## Page text
__________
Well, not quite. Bankers still haven't a clue what disasters lurk in the tangle of complex derivatives contracts they and their hedge fund borrowers all piled into, so what hope is there for the rest of us? At times like this, I take comfort in the words of Donald Rumsfeld, the former US Defence Secretary: “There are known knowns - things we know we know. There are known unknowns... things we don't know. But there are also unknown unknowns - things we don't know we don't know.” He was talking about Iraq, of course, but there are a lot of similarities, as in both cases the Great American Rescue Plan was written on about three sides of A4, cost $700 billion and quickly fell apart.
There's certainly a great deal I don't know about banking. But as we've all seen recently, there's a lot the bankers don't know about it either. Their ignorance has been all over our screens this year. Mine gets an airing this weekend.
The inspiration to make a series of comic documentaries - comdoms, if you like - about money came from a piece that John Bird and John Fortune performed on The South Bank Show last year. Written at the start of the crisis, their satire on sub-prime lending received more than two million hits on YouTube - a phenomenon by any standards, let alone for an eight-minute exposition on banking. It's certainly clearer than any conversation you'll have with a banker. If my own experience is anything to go by, you lose the thread after about a sentence and a half, and the will to live soon after.
Yet as the year went on, what started out as an attempt to understand the credit crunch became the biggest story of the year. “Isn't it exciting!” said a make-up artist on one show I did this month. Well, yes, kind of. But it's also truly shocking. The curtain has been thrown back on the world of banking and we've seen the Emperor in all his bare glory. As Warren Buffett, doyen of investors, put it, when the tide goes out, you find out who's been swimming naked.
Gazing out over a sea of butt-naked bankers, no wonder the Bank of England's Mervyn King has decided it's time for “the long walk back to boredom”. Bankers don't like exposure that much. But how did we get into a situation when derivatives, an instrument that few people understand (even bankers), were worth $283 trillion, seven times more than the entire world produces in a year?
It's the numbers that are staggering - so much so as to be incomprehensible. When Barings went bust in 1995 (the year after its chairman Peter Baring told a director of the Bank of England that “it's not actually terribly difficult to make money in the securities business”) its loss was £862 million. Today that seems almost laughably small.
__________
## Given information

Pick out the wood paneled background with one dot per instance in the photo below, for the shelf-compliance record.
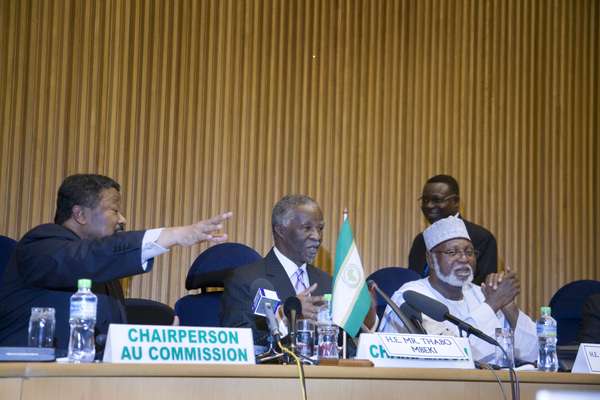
(198, 107)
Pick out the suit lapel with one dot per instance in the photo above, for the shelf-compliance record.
(277, 276)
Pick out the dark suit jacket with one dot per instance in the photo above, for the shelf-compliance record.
(483, 241)
(590, 320)
(43, 272)
(236, 304)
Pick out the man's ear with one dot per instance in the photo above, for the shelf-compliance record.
(428, 257)
(279, 231)
(78, 215)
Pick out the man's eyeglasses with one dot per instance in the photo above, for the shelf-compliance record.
(435, 200)
(455, 253)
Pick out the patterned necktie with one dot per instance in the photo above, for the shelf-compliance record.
(299, 286)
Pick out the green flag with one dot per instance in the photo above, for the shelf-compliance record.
(351, 299)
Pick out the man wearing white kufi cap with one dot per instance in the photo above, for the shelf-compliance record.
(453, 257)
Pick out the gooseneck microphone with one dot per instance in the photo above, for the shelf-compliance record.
(415, 316)
(439, 312)
(410, 326)
(292, 308)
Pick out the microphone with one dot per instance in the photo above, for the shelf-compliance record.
(265, 293)
(292, 308)
(265, 303)
(439, 312)
(415, 316)
(272, 322)
(410, 326)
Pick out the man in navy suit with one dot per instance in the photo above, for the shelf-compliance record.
(85, 241)
(441, 199)
(297, 224)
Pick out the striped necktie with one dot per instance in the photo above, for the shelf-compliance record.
(298, 276)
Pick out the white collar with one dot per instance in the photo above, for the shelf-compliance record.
(287, 264)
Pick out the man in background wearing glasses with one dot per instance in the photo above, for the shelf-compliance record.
(440, 199)
(452, 257)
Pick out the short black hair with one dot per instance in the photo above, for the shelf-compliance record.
(283, 211)
(448, 180)
(82, 190)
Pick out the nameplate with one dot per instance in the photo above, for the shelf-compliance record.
(178, 345)
(418, 351)
(588, 359)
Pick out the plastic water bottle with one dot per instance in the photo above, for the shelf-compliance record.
(82, 318)
(327, 332)
(546, 331)
(324, 314)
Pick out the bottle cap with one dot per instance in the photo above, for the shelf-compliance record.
(546, 310)
(84, 284)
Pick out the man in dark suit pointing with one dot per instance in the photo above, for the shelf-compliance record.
(84, 242)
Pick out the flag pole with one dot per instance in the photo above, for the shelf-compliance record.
(344, 341)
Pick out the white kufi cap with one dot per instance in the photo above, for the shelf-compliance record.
(443, 230)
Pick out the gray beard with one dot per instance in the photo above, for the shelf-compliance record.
(450, 279)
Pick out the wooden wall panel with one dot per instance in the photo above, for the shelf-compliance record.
(197, 107)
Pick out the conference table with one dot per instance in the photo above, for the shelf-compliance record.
(35, 381)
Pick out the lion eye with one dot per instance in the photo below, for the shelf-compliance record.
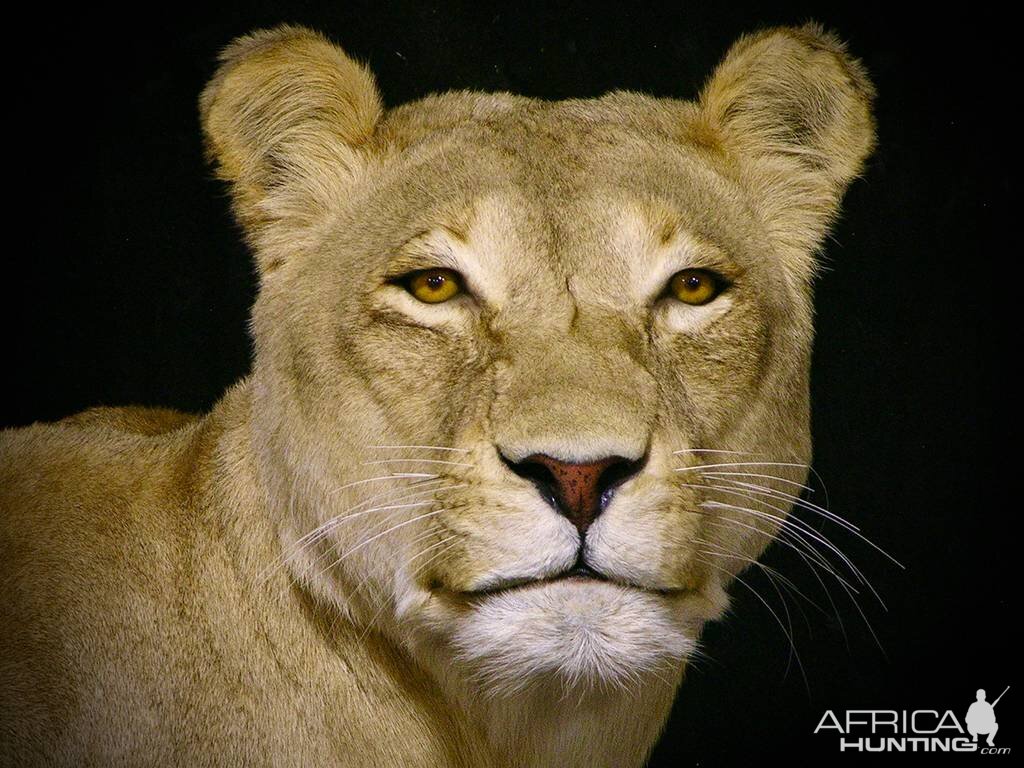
(433, 286)
(695, 287)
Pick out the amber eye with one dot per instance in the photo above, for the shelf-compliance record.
(695, 287)
(433, 286)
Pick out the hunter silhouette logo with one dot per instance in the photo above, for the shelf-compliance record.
(981, 717)
(916, 730)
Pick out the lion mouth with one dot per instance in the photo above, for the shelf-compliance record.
(579, 573)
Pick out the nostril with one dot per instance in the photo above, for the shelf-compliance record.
(538, 473)
(615, 474)
(580, 491)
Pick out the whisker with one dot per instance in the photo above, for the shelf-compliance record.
(392, 476)
(374, 538)
(784, 539)
(788, 636)
(699, 467)
(417, 461)
(419, 448)
(822, 511)
(783, 480)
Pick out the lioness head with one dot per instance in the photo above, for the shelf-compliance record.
(530, 377)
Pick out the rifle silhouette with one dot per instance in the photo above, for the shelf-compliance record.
(1000, 696)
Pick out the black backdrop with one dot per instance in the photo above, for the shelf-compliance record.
(130, 285)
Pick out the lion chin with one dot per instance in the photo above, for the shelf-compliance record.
(567, 635)
(529, 389)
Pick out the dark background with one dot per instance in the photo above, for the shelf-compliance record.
(130, 285)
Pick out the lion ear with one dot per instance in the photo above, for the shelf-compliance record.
(794, 111)
(284, 118)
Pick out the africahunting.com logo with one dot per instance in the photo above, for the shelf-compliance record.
(918, 730)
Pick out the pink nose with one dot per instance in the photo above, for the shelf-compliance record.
(578, 491)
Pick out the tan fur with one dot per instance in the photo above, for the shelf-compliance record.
(162, 600)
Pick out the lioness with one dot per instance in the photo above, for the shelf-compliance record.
(529, 380)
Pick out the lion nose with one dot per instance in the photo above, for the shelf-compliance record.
(578, 489)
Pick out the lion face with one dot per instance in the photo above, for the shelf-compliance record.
(515, 359)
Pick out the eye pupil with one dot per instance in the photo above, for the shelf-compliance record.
(695, 287)
(432, 286)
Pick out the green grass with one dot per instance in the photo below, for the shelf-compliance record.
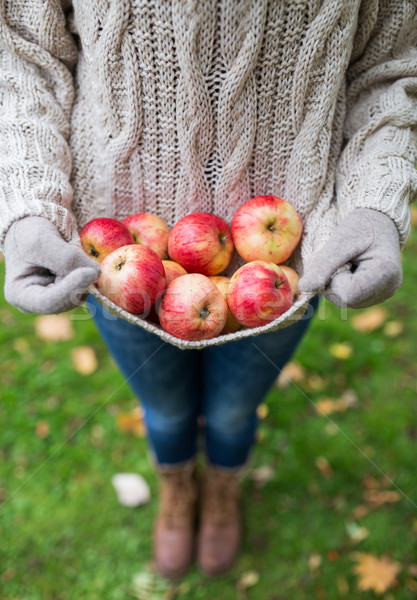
(64, 536)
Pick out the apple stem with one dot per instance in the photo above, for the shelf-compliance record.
(204, 312)
(120, 264)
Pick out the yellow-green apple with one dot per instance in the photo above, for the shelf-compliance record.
(99, 237)
(258, 293)
(293, 278)
(222, 283)
(172, 270)
(201, 243)
(192, 308)
(149, 230)
(132, 277)
(266, 228)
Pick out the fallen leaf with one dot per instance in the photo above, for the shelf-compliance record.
(380, 497)
(42, 429)
(132, 422)
(393, 328)
(341, 351)
(262, 411)
(131, 489)
(356, 533)
(262, 475)
(84, 360)
(376, 574)
(370, 320)
(21, 345)
(324, 467)
(326, 406)
(292, 372)
(54, 328)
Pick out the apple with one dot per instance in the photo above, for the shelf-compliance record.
(132, 277)
(149, 230)
(258, 293)
(222, 284)
(192, 308)
(172, 270)
(293, 279)
(99, 237)
(201, 243)
(266, 228)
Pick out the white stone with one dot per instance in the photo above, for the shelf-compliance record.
(131, 489)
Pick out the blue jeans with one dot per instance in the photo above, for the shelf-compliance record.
(223, 384)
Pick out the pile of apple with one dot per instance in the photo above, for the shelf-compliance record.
(173, 277)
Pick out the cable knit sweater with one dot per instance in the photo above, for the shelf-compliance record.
(111, 108)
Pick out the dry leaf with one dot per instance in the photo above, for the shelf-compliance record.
(54, 328)
(131, 489)
(380, 497)
(370, 320)
(393, 328)
(377, 574)
(326, 406)
(314, 563)
(262, 411)
(324, 466)
(42, 429)
(84, 360)
(292, 372)
(132, 422)
(341, 351)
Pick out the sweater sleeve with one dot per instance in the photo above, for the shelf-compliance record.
(37, 58)
(377, 165)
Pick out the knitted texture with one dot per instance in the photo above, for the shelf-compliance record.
(170, 107)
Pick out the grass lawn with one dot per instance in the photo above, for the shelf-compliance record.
(332, 485)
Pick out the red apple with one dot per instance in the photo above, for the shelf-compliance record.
(222, 284)
(266, 228)
(149, 230)
(258, 293)
(99, 237)
(132, 277)
(192, 308)
(293, 278)
(201, 243)
(172, 270)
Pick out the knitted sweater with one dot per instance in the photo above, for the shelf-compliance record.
(111, 108)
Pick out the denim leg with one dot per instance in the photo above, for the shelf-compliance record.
(237, 377)
(166, 380)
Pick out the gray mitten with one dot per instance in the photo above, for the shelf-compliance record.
(44, 274)
(366, 242)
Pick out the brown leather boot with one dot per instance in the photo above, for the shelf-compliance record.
(174, 532)
(220, 520)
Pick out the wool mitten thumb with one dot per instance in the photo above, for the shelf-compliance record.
(44, 273)
(360, 265)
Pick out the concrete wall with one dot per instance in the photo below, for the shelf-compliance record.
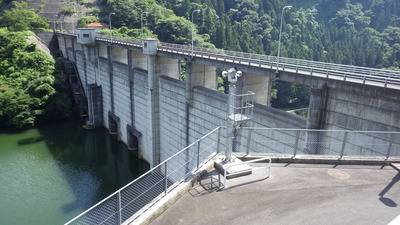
(144, 92)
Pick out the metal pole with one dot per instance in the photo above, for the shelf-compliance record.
(166, 180)
(62, 16)
(197, 10)
(109, 19)
(198, 153)
(141, 21)
(230, 130)
(119, 208)
(280, 37)
(343, 144)
(54, 22)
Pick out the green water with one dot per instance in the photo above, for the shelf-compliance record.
(50, 174)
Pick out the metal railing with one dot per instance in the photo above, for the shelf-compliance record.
(337, 143)
(243, 163)
(241, 106)
(126, 204)
(356, 74)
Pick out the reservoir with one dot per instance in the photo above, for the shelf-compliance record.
(50, 174)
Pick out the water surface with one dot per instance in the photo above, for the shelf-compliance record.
(50, 174)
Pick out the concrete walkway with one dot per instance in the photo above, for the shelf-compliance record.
(294, 194)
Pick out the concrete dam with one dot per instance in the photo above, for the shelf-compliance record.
(133, 88)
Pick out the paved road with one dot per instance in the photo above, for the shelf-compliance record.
(294, 194)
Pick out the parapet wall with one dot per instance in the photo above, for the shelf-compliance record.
(141, 95)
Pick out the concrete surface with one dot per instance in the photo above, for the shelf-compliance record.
(294, 194)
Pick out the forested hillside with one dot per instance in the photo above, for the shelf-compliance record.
(30, 91)
(353, 32)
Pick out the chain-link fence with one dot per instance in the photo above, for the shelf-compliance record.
(339, 143)
(130, 201)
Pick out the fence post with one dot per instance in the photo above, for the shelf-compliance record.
(198, 152)
(390, 146)
(219, 139)
(343, 144)
(166, 180)
(296, 143)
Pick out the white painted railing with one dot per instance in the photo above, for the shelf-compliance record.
(355, 74)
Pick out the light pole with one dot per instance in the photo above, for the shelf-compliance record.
(232, 74)
(62, 20)
(197, 10)
(141, 21)
(109, 19)
(73, 27)
(54, 22)
(280, 37)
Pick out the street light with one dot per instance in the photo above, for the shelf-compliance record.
(197, 10)
(54, 22)
(280, 37)
(62, 20)
(73, 24)
(109, 19)
(141, 21)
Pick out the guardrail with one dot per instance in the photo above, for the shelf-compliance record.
(243, 163)
(357, 74)
(306, 142)
(126, 204)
__________
## Short task A
In the piece on banking above, how much did Barings lose when it went bust in 1995?
## Short task B
Reproduce the part of the piece on banking that opens with the words containing "There's certainly a" and closes with "airing this weekend.".
## Short task C
Write the next part of the piece on banking, picking up after its final sentence.

## Final result A
£862 million.

## Final result B
There's certainly a great deal I don't know about banking. But as we've all seen recently, there's a lot the bankers don't know about it either. Their ignorance has been all over our screens this year. Mine gets an airing this weekend.

## Final result C
When announcing its $700 billion bailout plan this month, a US Treasury spokeswoman admitted the amount of money involved was “not based on any particular datapoint. We just wanted a really big number.”
At the time of its collapse last year, Bear Stearns was borrowing $33 for every dollar it had. It was able to do that under a regulatory system that let banks opt in or out of supervision voluntarily - the banking equivalent of putting a ravenous fox in charge of a Bernard Matthews farm.
On both sides of the Atlantic, fingers are being pointed at the incumbent government, when it was their predecessors who started the rot: over here with the great Tory deregulation of the City in the 1980s, and in America with Bill Clinton's repeal of the Glass-Steagall Act 1933, separating investment banks (the gamblers) from deposit banks (ordinary savers) and his push to extend home loans to lower-income households, taken up with gusto by the mortgage finance company Fannie Mae. (Not the only time Fannie caused Mr Clinton problems.)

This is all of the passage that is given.